- [WHAT THIS EXERCISE ASKS]
**a.** In the forum thread, what did the professor tell the freshman engineering students that engineers are?
**b.** Rewrite the paragraph of the forum thread that starts "I blame nearly all ills" more briefly, keeping its main facts.
**c.** Please transcribe the part of the forum thread that opens with the words "Just watched Europa" and closes with "that leave us?".

- [EXERCISE PASSAGE]
------------------------------------------------

There's no argument from me that the value judgments of our society are seriously f'd-up. The example I have always used is from a lecture I sat through as a Freshman engineering student. The professor said that engineers are the stupidest people on the planet. Engineering is not a career - it is a Holy Calling. Most of the best engineers would be engineers even if they weren't being paid - that's how much they LOVE being engineers (I have actually seen this first hand). Now contrast this with lawyers & accountants. They hate their jobs so much that you have to pay them for EVERY MINUTE you make them do their job - you even have to pay them if they are simply talking to you on the phone about their job! He went on to say that if people were paid based on their contribution to society, engineers & scientists would make as much or more than surgeons. Accountants and lawyers would be making minimum wage... tongue.gif

I blame nearly all ills in the world on the corporate Marketing departments. They are the ones creating all the useless, uncorrelated data in the world. As an example, just today I was sent an email by our VP of Marketing. They are investigating the use of "gamification" in their collection of lead data and customer satisfaction data. Will creating virtual games and giving out virtual awards provide us more useful data? I have no idea. What I do know is that it will be yet another data interface between some 3rd party analytics tool and our CRM system, and it will be more tables and charts that someone will want to look at.
post #4453 of 6609
Thread Starter 
The modern issue is money, the right people don't have enough of it. In our capitalist society, it's required to make anything work. I'm not talking about little "m" money, like regular folks have (I'm including myself there), I mean capital "M" money, where you need to be in control of 11 figures just to see what's going on, let alone play. Despite being a devout Libertarian, even I know that space exploration is dead if the corporations alone are going to fund it (unless they find out there's intelligent life in Europa, then they'll be there in 7 years to sell them Coke and iPhones).

There are geniuses and visionaries in the upper ranks, but there simply aren't enough Elon Musks to go around.
post #4454 of 6609
Quote:
Originally Posted by Magick Man View Post

The modern issue is money, the right people don't have enough of it. In our capitalist society, it's required to make anything work. I'm not talking about little "m" money, like regular folks have (I'm including myself there), I mean capital "M" money, where you need to be in control of 11 figures just to see what's going on, let alone play. Despite being a devout Libertarian, even I know that space exploration is dead if the corporations alone are going to fund it (unless they find out there's intelligent life in Europa, then they'll be there in 7 years to sell them Coke and iPhones).

There are geniuses and visionaries in the upper ranks, but there simply aren't enough Elon Musks to go around.

Just watched Europa Report did you? How many tentacles can you hold a Red Bull in?

 

I love the use of the word control. Because it really is not how much money you may have but how much you indeed can control that has an effect. I'm still a little more concerned over the global distribution of money right now than most folks are and really am alarmed at how little intelligence is being applied into tracking that distribution. Somewhere along the line there seems to have been a large self imposed blind spot erected where nobody actually wants to know the whole picture here. When the worlds governments have that kind of fear, where the hell does that leave us?

post #4455 of 6609
As an accountant and someone who deals with lawyers all the time, don't come running when you are being investigated by the IRS or facing charges of a criminal nature. Deal with them yourselves and report back although I agree that lawyers do get paid a lot.

------------------------------------------------

- [DATA SUPPLIED]
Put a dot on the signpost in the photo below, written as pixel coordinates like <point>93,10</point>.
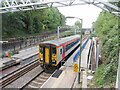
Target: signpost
<point>75,67</point>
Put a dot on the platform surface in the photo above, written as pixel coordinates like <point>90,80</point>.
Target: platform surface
<point>23,54</point>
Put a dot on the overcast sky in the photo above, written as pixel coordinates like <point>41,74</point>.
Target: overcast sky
<point>88,13</point>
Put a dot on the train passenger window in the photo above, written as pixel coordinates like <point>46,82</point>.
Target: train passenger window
<point>54,50</point>
<point>41,49</point>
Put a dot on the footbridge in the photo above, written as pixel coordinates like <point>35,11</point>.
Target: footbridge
<point>23,5</point>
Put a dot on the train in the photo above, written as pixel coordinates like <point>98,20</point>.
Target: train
<point>52,52</point>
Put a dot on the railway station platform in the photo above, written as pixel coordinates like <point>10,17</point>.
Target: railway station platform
<point>65,77</point>
<point>18,58</point>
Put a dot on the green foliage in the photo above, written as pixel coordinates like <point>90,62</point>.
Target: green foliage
<point>78,24</point>
<point>25,23</point>
<point>107,29</point>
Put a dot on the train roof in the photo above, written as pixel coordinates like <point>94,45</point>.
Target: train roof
<point>60,41</point>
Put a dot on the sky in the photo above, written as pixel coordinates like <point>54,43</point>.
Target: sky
<point>88,13</point>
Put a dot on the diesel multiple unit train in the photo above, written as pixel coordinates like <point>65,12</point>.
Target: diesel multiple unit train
<point>53,51</point>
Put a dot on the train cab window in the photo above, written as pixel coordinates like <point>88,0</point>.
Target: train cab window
<point>54,50</point>
<point>41,49</point>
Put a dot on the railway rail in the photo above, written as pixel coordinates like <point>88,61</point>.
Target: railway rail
<point>38,81</point>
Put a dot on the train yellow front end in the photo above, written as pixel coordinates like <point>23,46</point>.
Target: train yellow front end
<point>47,55</point>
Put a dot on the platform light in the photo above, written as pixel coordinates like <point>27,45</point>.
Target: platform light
<point>81,20</point>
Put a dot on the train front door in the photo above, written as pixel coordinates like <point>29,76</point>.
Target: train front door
<point>47,54</point>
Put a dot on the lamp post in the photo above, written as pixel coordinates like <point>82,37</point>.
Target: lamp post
<point>80,45</point>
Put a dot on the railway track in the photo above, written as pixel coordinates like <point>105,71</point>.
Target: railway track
<point>38,81</point>
<point>18,73</point>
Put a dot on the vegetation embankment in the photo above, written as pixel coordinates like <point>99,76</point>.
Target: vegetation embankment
<point>31,23</point>
<point>107,29</point>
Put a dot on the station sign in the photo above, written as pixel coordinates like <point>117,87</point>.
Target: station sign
<point>75,67</point>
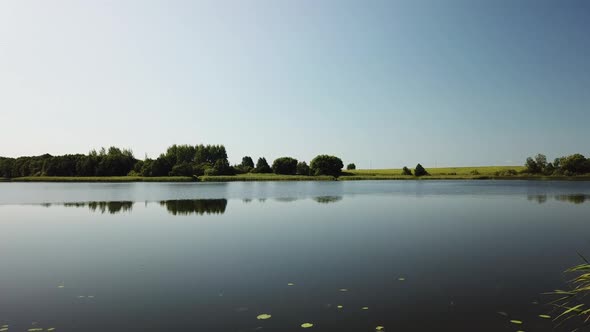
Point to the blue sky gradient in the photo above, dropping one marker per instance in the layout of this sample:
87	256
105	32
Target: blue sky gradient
379	83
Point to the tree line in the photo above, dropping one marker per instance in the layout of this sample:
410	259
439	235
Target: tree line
178	160
575	164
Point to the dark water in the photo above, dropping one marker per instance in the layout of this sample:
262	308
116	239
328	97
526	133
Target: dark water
212	257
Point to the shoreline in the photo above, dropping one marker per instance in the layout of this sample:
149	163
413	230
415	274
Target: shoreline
282	178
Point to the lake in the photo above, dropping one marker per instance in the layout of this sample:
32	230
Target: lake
405	255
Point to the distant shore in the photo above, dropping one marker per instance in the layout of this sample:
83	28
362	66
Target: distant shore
446	173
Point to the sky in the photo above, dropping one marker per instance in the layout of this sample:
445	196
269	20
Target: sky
382	84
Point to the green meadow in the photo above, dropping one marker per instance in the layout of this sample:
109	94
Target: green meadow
103	179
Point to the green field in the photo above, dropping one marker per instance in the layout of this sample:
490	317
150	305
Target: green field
480	172
264	177
442	173
103	179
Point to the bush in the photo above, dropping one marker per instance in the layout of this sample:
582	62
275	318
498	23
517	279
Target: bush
420	171
406	171
302	168
247	164
262	166
285	165
326	165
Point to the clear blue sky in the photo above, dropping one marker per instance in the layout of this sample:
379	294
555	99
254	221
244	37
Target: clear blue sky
378	83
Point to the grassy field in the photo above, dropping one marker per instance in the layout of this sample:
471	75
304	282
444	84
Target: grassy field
264	177
442	173
480	172
103	179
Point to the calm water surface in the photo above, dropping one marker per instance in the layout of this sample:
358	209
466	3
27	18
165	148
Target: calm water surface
212	257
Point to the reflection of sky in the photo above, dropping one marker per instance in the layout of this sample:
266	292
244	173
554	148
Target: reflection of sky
22	193
483	253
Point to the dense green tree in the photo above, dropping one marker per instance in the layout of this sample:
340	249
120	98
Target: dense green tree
406	171
575	164
531	166
326	165
285	165
420	171
247	162
262	166
246	166
302	168
541	161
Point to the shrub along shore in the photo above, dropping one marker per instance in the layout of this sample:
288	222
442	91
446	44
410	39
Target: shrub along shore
209	163
458	173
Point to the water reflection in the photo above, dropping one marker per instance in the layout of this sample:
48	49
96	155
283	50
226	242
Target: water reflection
327	199
187	207
181	207
575	198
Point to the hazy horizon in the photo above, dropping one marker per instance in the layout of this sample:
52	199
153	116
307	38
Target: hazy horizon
382	84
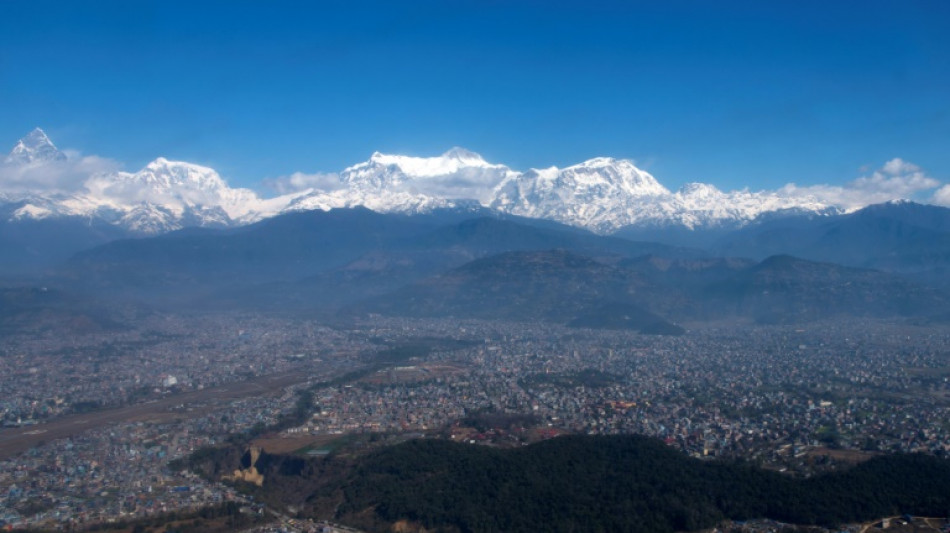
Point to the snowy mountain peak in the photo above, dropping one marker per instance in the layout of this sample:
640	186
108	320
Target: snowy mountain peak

------------------------------------------------

- [SOLUTION LIST]
**a.** The stupidest people on the planet.

**b.** The writer blames corporate Marketing departments for nearly all the world's ills because they create useless, uncorrelated data. For example, the writer's VP of Marketing sent an email today saying Marketing is investigating "gamification" for collecting lead data and customer satisfaction data. The writer doesn't know whether virtual games and awards would yield more useful data. The writer does know it would add another data interface between a 3rd party analytics tool and the CRM system, plus more tables and charts for someone to look at.

**c.**
Just watched Europa Report did you? How many tentacles can you hold a Red Bull in?

 

I love the use of the word control. Because it really is not how much money you may have but how much you indeed can control that has an effect. I'm still a little more concerned over the global distribution of money right now than most folks are and really am alarmed at how little intelligence is being applied into tracking that distribution. Somewhere along the line there seems to have been a large self imposed blind spot erected where nobody actually wants to know the whole picture here. When the worlds governments have that kind of fear, where the hell does that leave us?